→ THE EXERCISE
Rescale the lines from the first one through the one holding "145 483 640 638", inclusive, and write them all out again, requests included. Multiply every box coordinate in the answers by 2.15 and round to whole numbers, halves up, but leave the numbers in the requests and their format samples unchanged.

→ THE DATA
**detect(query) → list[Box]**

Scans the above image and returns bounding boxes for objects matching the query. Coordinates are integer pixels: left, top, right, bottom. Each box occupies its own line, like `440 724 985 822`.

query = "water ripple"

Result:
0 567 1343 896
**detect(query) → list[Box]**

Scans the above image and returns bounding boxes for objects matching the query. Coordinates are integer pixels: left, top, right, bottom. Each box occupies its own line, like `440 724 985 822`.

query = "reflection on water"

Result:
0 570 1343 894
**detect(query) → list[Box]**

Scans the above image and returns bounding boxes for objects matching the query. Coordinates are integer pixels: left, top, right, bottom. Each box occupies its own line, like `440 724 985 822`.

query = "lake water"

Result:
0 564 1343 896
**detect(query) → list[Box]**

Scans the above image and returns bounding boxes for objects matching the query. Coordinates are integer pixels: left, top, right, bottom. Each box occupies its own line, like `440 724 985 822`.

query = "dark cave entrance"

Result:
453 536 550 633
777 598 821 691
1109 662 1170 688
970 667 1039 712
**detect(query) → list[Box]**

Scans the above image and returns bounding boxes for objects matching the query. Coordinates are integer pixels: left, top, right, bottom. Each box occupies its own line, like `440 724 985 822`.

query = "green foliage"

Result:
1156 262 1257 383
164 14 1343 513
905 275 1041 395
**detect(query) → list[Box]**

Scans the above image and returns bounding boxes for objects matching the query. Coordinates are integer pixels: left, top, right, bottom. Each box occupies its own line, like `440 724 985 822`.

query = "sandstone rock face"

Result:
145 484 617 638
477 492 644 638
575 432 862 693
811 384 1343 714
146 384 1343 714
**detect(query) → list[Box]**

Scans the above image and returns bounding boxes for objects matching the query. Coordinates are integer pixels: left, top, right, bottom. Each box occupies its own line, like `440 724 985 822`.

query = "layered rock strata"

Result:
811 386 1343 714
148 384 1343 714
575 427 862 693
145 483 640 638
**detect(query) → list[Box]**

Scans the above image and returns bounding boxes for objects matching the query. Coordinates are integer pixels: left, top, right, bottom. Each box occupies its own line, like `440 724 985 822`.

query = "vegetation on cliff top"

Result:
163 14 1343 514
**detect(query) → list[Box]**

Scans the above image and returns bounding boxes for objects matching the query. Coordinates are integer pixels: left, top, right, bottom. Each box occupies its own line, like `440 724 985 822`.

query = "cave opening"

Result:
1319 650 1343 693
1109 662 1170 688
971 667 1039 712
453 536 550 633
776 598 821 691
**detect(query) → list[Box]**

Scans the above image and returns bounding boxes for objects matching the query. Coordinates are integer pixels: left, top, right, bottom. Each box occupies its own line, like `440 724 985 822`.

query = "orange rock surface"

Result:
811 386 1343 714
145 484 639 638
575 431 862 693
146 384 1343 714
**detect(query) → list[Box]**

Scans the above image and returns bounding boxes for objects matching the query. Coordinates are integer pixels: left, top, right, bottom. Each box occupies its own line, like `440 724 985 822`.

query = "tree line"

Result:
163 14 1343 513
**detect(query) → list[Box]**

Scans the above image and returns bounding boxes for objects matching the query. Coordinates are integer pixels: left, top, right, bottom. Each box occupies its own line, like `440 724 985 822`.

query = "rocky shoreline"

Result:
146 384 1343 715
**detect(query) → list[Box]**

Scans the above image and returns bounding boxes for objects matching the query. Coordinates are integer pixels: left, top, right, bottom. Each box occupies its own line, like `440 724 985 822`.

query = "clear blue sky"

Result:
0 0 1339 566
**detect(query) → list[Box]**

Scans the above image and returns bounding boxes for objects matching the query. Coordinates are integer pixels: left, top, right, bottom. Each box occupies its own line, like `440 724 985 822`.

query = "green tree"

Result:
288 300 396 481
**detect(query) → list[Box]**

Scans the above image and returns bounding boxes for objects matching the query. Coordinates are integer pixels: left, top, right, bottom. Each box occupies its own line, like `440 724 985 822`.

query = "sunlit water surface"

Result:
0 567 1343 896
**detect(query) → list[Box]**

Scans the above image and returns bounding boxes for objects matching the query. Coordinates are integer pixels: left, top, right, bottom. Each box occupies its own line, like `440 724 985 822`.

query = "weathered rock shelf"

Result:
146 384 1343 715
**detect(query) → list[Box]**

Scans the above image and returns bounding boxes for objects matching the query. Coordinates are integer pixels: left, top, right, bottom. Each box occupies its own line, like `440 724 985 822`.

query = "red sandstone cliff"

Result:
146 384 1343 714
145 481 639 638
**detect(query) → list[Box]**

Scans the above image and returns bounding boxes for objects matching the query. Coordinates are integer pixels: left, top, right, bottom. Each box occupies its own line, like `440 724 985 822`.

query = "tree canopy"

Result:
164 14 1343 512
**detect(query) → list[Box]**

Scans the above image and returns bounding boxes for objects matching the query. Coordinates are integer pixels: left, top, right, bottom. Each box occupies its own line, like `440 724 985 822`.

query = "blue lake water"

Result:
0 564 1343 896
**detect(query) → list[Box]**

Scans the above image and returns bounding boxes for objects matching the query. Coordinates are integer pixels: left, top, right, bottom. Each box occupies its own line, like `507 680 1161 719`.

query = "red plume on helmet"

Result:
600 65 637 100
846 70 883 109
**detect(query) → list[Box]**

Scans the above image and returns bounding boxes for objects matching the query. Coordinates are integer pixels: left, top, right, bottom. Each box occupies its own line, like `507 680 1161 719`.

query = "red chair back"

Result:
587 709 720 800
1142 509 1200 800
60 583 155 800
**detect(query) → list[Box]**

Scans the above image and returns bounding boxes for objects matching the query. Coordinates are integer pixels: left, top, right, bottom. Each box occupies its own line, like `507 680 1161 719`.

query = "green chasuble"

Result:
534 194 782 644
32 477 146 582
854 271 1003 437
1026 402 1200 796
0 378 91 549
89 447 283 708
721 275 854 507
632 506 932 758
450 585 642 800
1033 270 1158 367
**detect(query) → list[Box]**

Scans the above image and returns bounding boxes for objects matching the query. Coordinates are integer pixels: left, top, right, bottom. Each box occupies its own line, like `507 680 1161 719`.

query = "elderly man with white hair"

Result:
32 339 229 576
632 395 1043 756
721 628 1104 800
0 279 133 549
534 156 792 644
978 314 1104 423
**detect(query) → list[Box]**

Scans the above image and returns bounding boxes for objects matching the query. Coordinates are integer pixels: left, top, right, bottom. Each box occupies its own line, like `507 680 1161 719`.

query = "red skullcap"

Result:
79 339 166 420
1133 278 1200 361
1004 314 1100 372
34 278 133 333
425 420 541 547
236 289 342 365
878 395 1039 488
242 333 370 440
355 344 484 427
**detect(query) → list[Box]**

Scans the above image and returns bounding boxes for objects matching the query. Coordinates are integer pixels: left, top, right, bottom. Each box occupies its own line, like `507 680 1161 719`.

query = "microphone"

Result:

→ SOLUTION TO THE PROBLEM
**detect(query) → list[Box]**

Scans the above image and returns bounding boxes for objects matching the query. Coordinates are integer pixels: left, top, right, bottom. Each box occupies its own line, like `440 724 985 822`.

query = "water ripple"

Result:
0 1219 2887 1926
**detect(query) → list[Box]**

Scans the above image and returns bounding boxes for objects matching the query. Coordinates are integer pixels: left, top, right, bottom. Each box occupies its own line, like `440 724 985 822`.

query = "reflection on water"

Result:
0 1226 2887 1922
**detect(query) → list[Box]**

Scans the above image and returns bounding boxes for objects matching the query. Coordinates are integer pixels: left, top, right, bottom. Each box occupies its own line, like `440 724 985 822`.

query = "lake water"

Result:
0 1213 2887 1926
**detect(query) → list[Box]**

Scans the above image and returns bounding boxes for objects matching the query. Coordinates are integer pixels: left, top, right, bottom. Each box occupies its own line, like `440 724 985 822`.

query = "dark cave entrance"

Result:
974 1152 1183 1361
1671 1286 1765 1486
2384 1423 2516 1479
2086 1434 2234 1531
**detect(query) → list[Box]**

Scans the above image and returns bounding boxes for objects matching the query. Coordinates are integer pixels: left, top, right, bottom. Each box occupies its own line, like `440 724 985 822`.

query = "green foliage"

Result:
2485 563 2703 823
353 30 2887 1103
1946 591 2238 849
**detect(query) → list[Box]**

Scans the above image and returns bounding boxes for objects matching the query. Coordinates are integer pixels: left, top, right, bottom. Each box occupies its own line, like `440 724 985 822`.

query = "sandstone rock face"

Result:
312 1041 1327 1372
1026 1058 1385 1372
1236 929 1853 1490
1744 826 2887 1535
314 826 2887 1535
**detect(query) → list[Box]**

Scans the above image and returns bounding boxes for objects matching the query. Coordinates are integer pixels: left, top, right, bottom. Each box occupies its own line, like `440 724 985 822`.

query = "layered rock strata"

Result:
1744 830 2887 1535
318 826 2887 1535
1236 918 1853 1490
312 1038 1376 1372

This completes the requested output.